--- Stored data ---

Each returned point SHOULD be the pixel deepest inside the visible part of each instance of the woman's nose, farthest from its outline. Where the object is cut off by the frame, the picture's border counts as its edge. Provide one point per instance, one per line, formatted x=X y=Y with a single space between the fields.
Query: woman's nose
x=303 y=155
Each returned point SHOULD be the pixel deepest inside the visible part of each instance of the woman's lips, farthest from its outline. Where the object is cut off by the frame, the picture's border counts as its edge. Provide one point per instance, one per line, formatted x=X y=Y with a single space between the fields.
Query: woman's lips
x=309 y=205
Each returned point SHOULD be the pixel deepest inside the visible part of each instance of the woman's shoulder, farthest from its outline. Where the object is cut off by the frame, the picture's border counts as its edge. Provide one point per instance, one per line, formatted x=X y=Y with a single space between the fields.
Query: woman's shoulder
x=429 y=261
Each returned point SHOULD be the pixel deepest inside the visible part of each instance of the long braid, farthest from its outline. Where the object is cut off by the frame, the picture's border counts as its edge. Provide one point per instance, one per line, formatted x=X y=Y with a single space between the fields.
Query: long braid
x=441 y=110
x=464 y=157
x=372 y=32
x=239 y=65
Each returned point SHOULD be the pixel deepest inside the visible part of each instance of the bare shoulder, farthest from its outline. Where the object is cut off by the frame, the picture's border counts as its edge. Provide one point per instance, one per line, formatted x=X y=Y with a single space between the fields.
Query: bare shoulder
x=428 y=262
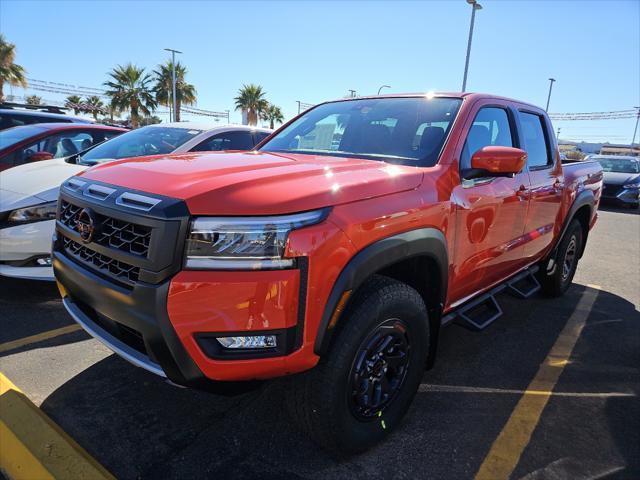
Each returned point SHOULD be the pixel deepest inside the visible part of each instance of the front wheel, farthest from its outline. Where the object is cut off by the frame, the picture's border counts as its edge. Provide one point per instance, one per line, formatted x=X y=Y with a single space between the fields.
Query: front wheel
x=362 y=388
x=566 y=262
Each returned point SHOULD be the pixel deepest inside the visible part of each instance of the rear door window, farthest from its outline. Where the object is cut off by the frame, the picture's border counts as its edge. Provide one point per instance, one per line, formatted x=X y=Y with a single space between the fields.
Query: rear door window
x=535 y=139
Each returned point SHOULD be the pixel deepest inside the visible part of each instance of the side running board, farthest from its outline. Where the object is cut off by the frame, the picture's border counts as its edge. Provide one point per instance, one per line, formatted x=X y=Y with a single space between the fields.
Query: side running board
x=478 y=313
x=524 y=284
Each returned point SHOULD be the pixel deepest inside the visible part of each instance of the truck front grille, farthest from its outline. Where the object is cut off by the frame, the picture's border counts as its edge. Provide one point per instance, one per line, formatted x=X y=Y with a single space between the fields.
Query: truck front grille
x=115 y=268
x=114 y=233
x=125 y=236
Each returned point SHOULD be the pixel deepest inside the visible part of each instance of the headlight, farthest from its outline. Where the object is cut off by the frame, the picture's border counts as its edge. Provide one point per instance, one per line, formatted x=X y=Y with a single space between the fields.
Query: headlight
x=44 y=211
x=244 y=243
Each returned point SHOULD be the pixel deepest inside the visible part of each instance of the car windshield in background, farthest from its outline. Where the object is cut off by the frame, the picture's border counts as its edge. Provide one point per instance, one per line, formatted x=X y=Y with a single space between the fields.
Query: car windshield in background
x=406 y=131
x=619 y=165
x=14 y=135
x=144 y=141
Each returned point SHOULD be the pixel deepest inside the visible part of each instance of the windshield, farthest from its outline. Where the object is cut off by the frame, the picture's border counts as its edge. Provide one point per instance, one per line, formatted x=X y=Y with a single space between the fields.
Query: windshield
x=18 y=134
x=620 y=165
x=143 y=141
x=407 y=131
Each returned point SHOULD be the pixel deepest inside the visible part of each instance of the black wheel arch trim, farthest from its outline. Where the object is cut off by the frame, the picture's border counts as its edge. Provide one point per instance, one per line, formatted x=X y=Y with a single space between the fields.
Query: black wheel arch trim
x=429 y=242
x=584 y=198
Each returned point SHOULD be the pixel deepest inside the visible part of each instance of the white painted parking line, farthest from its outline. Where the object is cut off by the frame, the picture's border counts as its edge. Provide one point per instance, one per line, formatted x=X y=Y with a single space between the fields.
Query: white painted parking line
x=427 y=388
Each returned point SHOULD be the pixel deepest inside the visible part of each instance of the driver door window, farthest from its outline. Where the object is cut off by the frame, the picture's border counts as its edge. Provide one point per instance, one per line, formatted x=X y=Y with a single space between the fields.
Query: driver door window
x=490 y=127
x=226 y=141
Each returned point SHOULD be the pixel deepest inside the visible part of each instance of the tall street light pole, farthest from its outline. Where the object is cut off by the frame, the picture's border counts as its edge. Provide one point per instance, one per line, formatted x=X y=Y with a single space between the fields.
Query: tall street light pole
x=635 y=130
x=173 y=80
x=551 y=80
x=474 y=6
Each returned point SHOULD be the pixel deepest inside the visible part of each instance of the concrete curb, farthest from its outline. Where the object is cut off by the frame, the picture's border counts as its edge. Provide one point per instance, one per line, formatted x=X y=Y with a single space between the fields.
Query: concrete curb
x=32 y=446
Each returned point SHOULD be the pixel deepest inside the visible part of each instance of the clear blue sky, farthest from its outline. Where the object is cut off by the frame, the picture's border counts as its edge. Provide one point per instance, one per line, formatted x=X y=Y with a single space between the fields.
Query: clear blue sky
x=313 y=51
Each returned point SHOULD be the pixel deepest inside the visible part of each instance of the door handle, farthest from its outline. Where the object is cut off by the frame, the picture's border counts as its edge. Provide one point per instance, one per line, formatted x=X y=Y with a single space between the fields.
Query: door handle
x=557 y=186
x=522 y=192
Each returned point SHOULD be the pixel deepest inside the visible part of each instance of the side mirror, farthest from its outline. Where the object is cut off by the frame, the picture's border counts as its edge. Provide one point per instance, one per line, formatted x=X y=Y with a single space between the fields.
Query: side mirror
x=496 y=161
x=38 y=156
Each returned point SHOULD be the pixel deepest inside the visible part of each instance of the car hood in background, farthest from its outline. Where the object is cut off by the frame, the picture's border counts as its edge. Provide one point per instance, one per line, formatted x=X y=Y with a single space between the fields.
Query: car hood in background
x=34 y=183
x=257 y=183
x=619 y=178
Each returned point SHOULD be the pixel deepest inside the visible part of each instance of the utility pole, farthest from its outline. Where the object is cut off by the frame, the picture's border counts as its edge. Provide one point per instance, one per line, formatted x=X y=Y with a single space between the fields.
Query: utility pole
x=474 y=6
x=173 y=81
x=635 y=130
x=551 y=80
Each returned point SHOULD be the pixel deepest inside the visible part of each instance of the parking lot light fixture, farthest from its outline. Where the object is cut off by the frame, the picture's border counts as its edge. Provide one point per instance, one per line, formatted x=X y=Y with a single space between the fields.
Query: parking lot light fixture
x=474 y=6
x=173 y=80
x=551 y=80
x=635 y=130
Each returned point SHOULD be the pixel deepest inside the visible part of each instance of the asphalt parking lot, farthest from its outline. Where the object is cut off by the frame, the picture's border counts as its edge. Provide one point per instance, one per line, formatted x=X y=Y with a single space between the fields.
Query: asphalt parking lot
x=478 y=405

---

_Activity:_ Your copy should match the records above exactly, except that it contains no pictures.

_Solution:_
Each returned point SHOULD be the pixel deepest inside the visible part of each instance of the woman's nose, farthest from its outline. Where the object is cut off by the frame, the picture's border counts as its edge. Provide one point per instance, one per line, formatted x=X y=Y with a single space between the fields.
Query: woman's nose
x=303 y=155
Each returned point SHOULD be the pixel deepest inside the visible part of each instance of the woman's lips, farthest from its outline. Where the object is cut off by the frame, the picture's border counts as its edge. Provide one point per instance, one per line, formatted x=X y=Y with a single space between the fields.
Query: woman's lips
x=309 y=205
Each returned point SHOULD be the pixel deepest inside the visible part of each instance of the woman's shoulder, farthest from its outline. Where the object is cut off by the frame, the picture's border counts as its edge. Provide one point per instance, one per line, formatted x=X y=Y with a single space between the fields.
Query: woman's shoulder
x=429 y=261
Each returned point SHOULD be the pixel deepest inside the visible part of each instance of the long braid, farthest from its outline. Where the object is cut off by the frame, the picture's border counts as its edge. Provide one point per instance, one per line, formatted x=X y=Y with a single space between the fields.
Query: long braid
x=441 y=110
x=464 y=157
x=372 y=32
x=239 y=65
Each returned point SHOULD be the pixel deepest inside the visible part of each instance of the bare shoulder, farthest from its outline. Where the object is cut off by the frame, the picture's border counts as its edge. Provide one point per instance, one per line, formatted x=X y=Y with a single space between the fields.
Query: bare shoulder
x=428 y=262
Each returned point SHOULD be the pixel deepest inside the visible part of each instance of the front wheel, farthest from its outline. Where the object is cut off by the frame, the picture's border counts as its edge. Provide one point per instance, one per line, formatted x=X y=Y with a single space between the fields.
Query: front wheel
x=362 y=388
x=566 y=262
Each returned point SHOULD be the pixel deepest inside the visible part of each instance of the rear door window, farthest from its outline. Where the object is cut off by the frame, the picture's border counts as its edge. Provide one point per instance, one per line, formatted x=X y=Y with a single space between the fields.
Query: rear door window
x=535 y=139
Each returned point SHOULD be the pixel deepest inside the visible part of each instance of the side running board, farthest from its outline. Where the object is cut off by the frame, the picture's border counts as its edge. Provide one point per instance, one per line, formatted x=X y=Y with a single space between the fields.
Query: side running board
x=478 y=313
x=524 y=284
Each returned point SHOULD be the pixel deepest inside the visible part of each instance of the truck front grille, farthest from its outline. Where the object is cut off by the frame, the picture's border counts as its edge. Provide one point per instance, one per line, formatted x=X y=Y with a single space between the fields.
Query: truck front grille
x=115 y=268
x=114 y=233
x=125 y=236
Each returned point SHOULD be the pixel deepest inside the visible part of each instance of the headlight, farthest from its outline. Where the object is cut off by the frame, the picture's border counts as its edge. Provide one point per instance, one per line, formatted x=X y=Y with a single space between the fields.
Query: headlight
x=44 y=211
x=244 y=243
Each returned point SHOULD be the pixel deepest inside the visible part of each instance of the car windshield in background, farthest from its outline. Where the object is cut off by the frame, the picture's border counts as its edge. Provide one point per instance, one per line, formatted x=X y=Y with a single space between the fields.
Query: car windshield in background
x=406 y=131
x=619 y=165
x=14 y=135
x=144 y=141
Each returned point SHOULD be the pixel deepest inside the visible part of each instance of the windshield, farthest from its outline. Where the object is cut off by the frame, the picture's border counts as its edge. Provide one point per instance, one per line, formatted x=X y=Y with a single space between the fields.
Query: windshield
x=18 y=134
x=620 y=165
x=143 y=141
x=407 y=131
Each returned point SHOULD be the pixel deepest inside the visible part of each instance of the black wheel arch trim, farthest from its outline. Where the object is cut off by the frame, the picture's border counts as its edge. Provide one point per instance, one per line, formatted x=X y=Y with a single space between the fields.
Query: black wheel arch trim
x=429 y=242
x=584 y=198
Each returned point SHOULD be the pixel deepest inside the visible part of each instance of the white painted parking line, farthest from its outline. Where the object is cut off by the frame, the picture's border counts as its edge. Provide one point per instance, one per line, formatted x=X y=Y with a single space between the fields.
Query: white painted parking line
x=427 y=388
Each returned point SHOULD be the pixel deepest inside the visible part of each instance of the driver door window, farthest from its outline. Where the object is cut off by the frame, the picture's border counts as its edge. Provide one point per instance, one per line, formatted x=X y=Y with a single space between the fields.
Query: driver door window
x=490 y=127
x=226 y=141
Each returned point SHOULD be the pixel deepest inside the visible part of each instance of the tall street light pole, farthest from its outline. Where the object is cut off by the frame, the picture's border counts as its edge. Provide one point per instance, one per line, formatted x=X y=Y with a single space between the fields.
Query: tall street light pole
x=635 y=130
x=173 y=80
x=551 y=80
x=474 y=6
Each returned point SHOULD be the pixel deepest inside the visible part of each instance of the concrete curb, farthest from its outline. Where the object is cut off by the frame, the picture's border counts as its edge. Provide one point per instance, one per line, formatted x=X y=Y with a single space between the fields.
Query: concrete curb
x=32 y=446
Each returned point SHOULD be the pixel deepest inside the visible part of each instance of the clear blue sky, farthest from its outline. Where the object is cut off by the frame, the picture's border counts as its edge. Provide one point per instance, one per line, formatted x=X y=Y with a single space between the fields.
Query: clear blue sky
x=313 y=51
Each returned point SHOULD be the pixel deepest inside the visible part of each instance of the door handle, farthest from its outline. Where the object is cut off by the frame, the picture's border counts as its edge. Provide one point per instance, one per line, formatted x=X y=Y with a single space between the fields.
Query: door handle
x=557 y=186
x=522 y=192
Each returned point SHOULD be the pixel deepest inside the visible part of each instance of the side mirror, farthest from its outline. Where the object is cut off by the frame, the picture's border counts as its edge. Provide one point per instance, one per line, formatted x=X y=Y with a single space between the fields.
Query: side mirror
x=496 y=161
x=38 y=156
Each returned point SHOULD be the pixel deepest inside the visible part of each instance of the car hood in background, farthest from its outline. Where the object is cut off by the frame, the picture's border counts as its edge. Provide one point per instance, one per line, formatted x=X y=Y with a single space between the fields.
Query: car hood in background
x=34 y=183
x=257 y=183
x=619 y=178
Each returned point SHOULD be the pixel deepest inside the visible part of each instance of the utility pole, farthest from its outline. Where the object is cut off by the frame, the picture's border counts as its edge. Provide one point per instance, one per line, formatted x=X y=Y with a single space between the fields.
Query: utility pole
x=474 y=6
x=173 y=81
x=635 y=130
x=551 y=80
Each returned point SHOULD be the pixel deepest inside the visible part of each instance of the parking lot light fixture, farthest from its outline. Where the object is cut off by the frame, the picture's border counts as its edge. Provide one point per instance, one per line, formatted x=X y=Y with a single space between the fields.
Query: parking lot light fixture
x=474 y=6
x=173 y=80
x=551 y=80
x=635 y=130
Each returned point SHOULD be the pixel deepest inside the visible part of each instance of the asphalt parking lot, farthest from its outline. Where the object is cut off by the frame, the picture's border counts as its edge. Provide one point per instance, one per line, formatted x=X y=Y with a single space between the fields.
Query: asphalt parking lot
x=478 y=405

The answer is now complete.